■ TEXT UNDER STUDY ■
=======

Webinar - High concentration photovoltaics: potentials and challenges

Please find here below the summary of questions and answers.

 

TECHNOLOGY ISSUES

 

Q: Is HCPV useful for heating or only for electricity generation?

A: There are some developers working on this concept (for instance, Menova Energy in Canada has a combined parabolic trough (thermal) + CPV design, see http://www.power-spar.com/Power-Spar/index.php). Since PV cell efficiency tends to be lower at higher temperatures, this co-generation of electricity and heat is not well adapted for most of the industrial processes (which need heat at high temperature). Even though the temperature coefficient of the III-V cells efficiency is small compared to other technology options (as silicon), high temperature operation is not recommended for reliability issues. The additional complexity added by the heating system can be justified in PV roof installations where there may be a close need for hot water at medium-low temperature.

 

Q: I worked on CPVs in the 1980s.  Are heat dissipation and CTE mismatch still problems?

A: Heat dissipation is still a big issue. The bottleneck in the heat flow is usually the contact between the cell receiver and the heat sink. The point is to conciliate good thermal contact and electrical insulation. That’s why this interface uses to be the most critical from the thermal point of view. To improve the thermal contact between cell and heat spreader it is necessary a good mechanical contact on this interface and this implies that materials at both sides of the interface must have similar Coefficient of Thermal Expansion (CTE).

 

Q : Who is developing a system with dish and CPV in the dense array method? Is it suitable with additional thermal use?

A: Solar Systems (http://www.solarsystems.com.au/) in Australia has developed such a system. They have used Spectrolab cells (http://www.spectrolab.com/) and active cooling.

 

Q: What materials are used to make the freeform secondary optics?

=======

■ DATASET RECORDS ■
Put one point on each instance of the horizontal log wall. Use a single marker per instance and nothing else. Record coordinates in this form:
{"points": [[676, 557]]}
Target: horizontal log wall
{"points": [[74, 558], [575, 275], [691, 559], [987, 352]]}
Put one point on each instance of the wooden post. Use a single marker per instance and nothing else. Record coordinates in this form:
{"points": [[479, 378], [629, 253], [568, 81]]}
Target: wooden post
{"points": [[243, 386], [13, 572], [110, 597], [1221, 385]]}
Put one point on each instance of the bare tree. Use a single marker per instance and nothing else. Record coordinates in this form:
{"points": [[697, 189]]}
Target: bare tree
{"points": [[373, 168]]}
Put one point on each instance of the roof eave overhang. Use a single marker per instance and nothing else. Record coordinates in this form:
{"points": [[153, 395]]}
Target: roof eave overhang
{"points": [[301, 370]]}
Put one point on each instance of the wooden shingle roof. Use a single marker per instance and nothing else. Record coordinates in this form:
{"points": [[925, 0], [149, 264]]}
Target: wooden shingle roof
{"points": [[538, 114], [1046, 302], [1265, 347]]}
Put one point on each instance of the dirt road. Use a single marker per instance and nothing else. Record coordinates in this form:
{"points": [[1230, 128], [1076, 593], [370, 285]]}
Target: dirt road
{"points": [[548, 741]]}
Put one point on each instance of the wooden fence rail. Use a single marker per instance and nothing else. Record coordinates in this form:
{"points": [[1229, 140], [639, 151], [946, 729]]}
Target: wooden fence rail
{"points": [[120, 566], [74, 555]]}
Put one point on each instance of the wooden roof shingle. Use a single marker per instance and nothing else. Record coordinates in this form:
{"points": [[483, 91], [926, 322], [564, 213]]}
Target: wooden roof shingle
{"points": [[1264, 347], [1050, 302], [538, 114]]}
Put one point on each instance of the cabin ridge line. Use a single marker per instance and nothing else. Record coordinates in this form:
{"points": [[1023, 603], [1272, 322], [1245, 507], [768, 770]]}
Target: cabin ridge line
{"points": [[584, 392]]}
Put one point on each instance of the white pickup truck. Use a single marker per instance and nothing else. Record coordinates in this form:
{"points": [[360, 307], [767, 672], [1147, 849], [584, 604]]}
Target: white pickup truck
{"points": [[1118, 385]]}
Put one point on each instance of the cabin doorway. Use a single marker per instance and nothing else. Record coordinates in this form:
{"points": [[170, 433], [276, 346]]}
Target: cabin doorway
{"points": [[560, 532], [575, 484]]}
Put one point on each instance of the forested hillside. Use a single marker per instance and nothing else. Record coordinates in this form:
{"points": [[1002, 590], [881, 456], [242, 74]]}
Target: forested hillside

=======

■ EXERCISES TO COMPLETE ■
(a) According to the HCPV webinar summary, why is the contact between the cell receiver and the heat sink usually the most critical interface from the thermal point of view?
(b) List every company the HCPV webinar summary names.
(c) Proceed with the HCPV webinar summary from its last line, starting with the answer to the question on freeform secondary optics.

■ WRITTEN ANSWERS ■
(a) This interface has to reconcile good thermal contact with electrical insulation. That makes it the usual bottleneck in the heat flow.

(b) Menova Energy, Solar Systems, Spectrolab

(c)
A: Glass is preferred in general. Plastic is a secondary candidate, because of possible degradation due to high radiation. Hollow secondaries can also be used made of conformed reflective metallic foils.

 

Q: What are the major technical barriers in making a quantum leap towards the thermodynamic limit of 86% and the current efficiencies of 27%?

A: It has to be considered the fact that 86% limit assumes a perfect optic system (100% efficient) and infinite cell junctions. In practice, we can increase the number of junctions, but the spectrum sensitivity increases too following daily and annual fluctuations if the cells are series connected. So it makes no sense going further 4 to 5 junctions. Reaching 50% efficiency cell is expected for the coming years but just with 1 or 2 additional junctions, no more. Spectral sensitivity can be improved in the future by making one of the junctions use the principle of Intermediate Band Solar cells (Luque et al), which in principle can behave as three equivalent junctions, one in parallel with the other two in series connection.

 

Q: What are the biggest technical hurdles that you see for CPV right now?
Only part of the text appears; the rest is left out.